++++ Material provided

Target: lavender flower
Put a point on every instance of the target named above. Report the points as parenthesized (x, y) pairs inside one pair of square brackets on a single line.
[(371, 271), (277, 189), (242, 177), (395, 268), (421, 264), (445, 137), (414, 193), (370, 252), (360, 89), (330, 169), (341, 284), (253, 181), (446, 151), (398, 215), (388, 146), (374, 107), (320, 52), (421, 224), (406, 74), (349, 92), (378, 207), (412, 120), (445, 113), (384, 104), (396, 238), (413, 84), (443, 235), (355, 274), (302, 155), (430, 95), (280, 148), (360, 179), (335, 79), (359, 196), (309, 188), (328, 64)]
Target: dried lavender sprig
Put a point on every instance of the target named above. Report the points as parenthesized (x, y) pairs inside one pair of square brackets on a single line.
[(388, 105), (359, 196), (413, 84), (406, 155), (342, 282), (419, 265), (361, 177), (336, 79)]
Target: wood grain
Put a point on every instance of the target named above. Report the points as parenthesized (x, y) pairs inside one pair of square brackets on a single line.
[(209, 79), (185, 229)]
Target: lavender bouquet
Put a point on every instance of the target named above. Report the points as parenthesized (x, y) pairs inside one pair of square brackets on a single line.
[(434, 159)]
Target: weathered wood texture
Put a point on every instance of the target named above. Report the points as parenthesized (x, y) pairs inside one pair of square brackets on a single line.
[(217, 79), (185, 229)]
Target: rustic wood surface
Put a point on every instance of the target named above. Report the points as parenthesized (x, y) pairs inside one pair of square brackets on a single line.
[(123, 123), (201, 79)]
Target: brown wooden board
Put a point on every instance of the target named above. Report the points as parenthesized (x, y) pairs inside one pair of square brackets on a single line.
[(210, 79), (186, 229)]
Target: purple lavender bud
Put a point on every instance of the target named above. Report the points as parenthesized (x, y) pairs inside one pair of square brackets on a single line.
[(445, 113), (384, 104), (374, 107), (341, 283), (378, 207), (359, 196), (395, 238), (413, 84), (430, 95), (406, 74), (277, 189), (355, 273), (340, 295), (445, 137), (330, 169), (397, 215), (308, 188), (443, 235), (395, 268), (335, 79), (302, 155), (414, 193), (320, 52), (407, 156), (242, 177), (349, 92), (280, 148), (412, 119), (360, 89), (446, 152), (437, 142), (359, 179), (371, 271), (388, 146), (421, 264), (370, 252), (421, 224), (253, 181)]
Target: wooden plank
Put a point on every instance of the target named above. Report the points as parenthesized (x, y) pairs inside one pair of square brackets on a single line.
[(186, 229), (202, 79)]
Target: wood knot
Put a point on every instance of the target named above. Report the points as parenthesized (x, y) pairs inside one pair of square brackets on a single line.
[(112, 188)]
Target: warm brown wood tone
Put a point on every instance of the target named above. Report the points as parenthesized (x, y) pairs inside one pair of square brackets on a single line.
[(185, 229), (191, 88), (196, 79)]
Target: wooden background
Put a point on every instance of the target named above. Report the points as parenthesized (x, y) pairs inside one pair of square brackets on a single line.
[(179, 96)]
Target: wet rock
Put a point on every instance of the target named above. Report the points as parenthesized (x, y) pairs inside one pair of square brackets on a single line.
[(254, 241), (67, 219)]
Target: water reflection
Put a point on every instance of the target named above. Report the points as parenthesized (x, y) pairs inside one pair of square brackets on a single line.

++++++++

#### Aim of the task
Copy out the data above exactly, everything from the line containing "Target: weathered wood texture" down to the line containing "[(112, 188)]", both of those lines included.

#### Finished answer
Target: weathered wood texture
Put a point on every instance of the target named above. Report the points as parenthesized (x, y) pairs inside one pair of square brackets on a single line.
[(217, 79), (185, 229)]
Target: rustic wood surface
Put a point on every instance of the target named above. Report the points as parenthesized (x, y) pairs inside one pair of square brackets on a single line.
[(123, 123), (201, 79)]
Target: brown wooden board
Put a point on every instance of the target named above. Report the points as parenthesized (x, y) pairs inside one pair of square brackets on a single line.
[(210, 79), (186, 229)]
Target: purple lavender bud
Put a point on every instance of the target named above. Report the points as parenthesized (x, y) pairs inside one pair of square brackets on a single line.
[(445, 113), (384, 104), (374, 107), (341, 283), (378, 207), (359, 196), (395, 238), (413, 84), (430, 95), (406, 74), (277, 189), (355, 273), (340, 295), (445, 137), (330, 169), (397, 215), (308, 188), (443, 235), (395, 268), (335, 79), (302, 155), (414, 193), (320, 52), (407, 156), (242, 177), (349, 92), (280, 148), (412, 119), (360, 89), (446, 152), (437, 142), (359, 179), (371, 271), (388, 146), (421, 264), (370, 252), (421, 224), (253, 181)]
Target: wooden plank
Put a point on every instance of the target named above. Report the points as parenthesized (x, y) pairs inside one pair of square brackets on a single line.
[(186, 229), (202, 79)]
Target: wood knot
Put a point on every instance of the target named above. Report the points as parenthesized (x, y) pairs inside one pair of square brackets on a single line.
[(112, 188)]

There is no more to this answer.